- Data for the task -
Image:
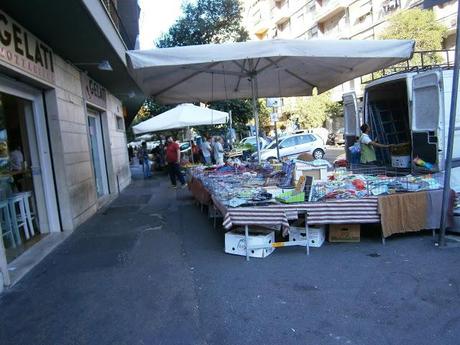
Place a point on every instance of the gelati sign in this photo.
(93, 92)
(21, 49)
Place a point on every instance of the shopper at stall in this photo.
(195, 152)
(173, 159)
(219, 151)
(368, 146)
(206, 150)
(144, 153)
(16, 159)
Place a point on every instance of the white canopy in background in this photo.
(283, 67)
(182, 116)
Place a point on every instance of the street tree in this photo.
(204, 22)
(212, 21)
(311, 112)
(419, 25)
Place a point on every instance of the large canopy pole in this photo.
(253, 78)
(450, 139)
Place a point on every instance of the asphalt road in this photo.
(150, 269)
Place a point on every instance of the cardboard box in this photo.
(235, 242)
(344, 232)
(316, 234)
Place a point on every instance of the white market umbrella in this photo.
(182, 116)
(271, 68)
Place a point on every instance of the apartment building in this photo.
(65, 96)
(336, 19)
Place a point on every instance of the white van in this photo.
(411, 107)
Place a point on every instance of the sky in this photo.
(156, 18)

- Directions -
Set down exactly the line with "Place a point on every instance of the sky" and each line after it up to the end of the records, adding nothing.

- Answer below -
Place a point on every instance of the sky in this photo.
(156, 18)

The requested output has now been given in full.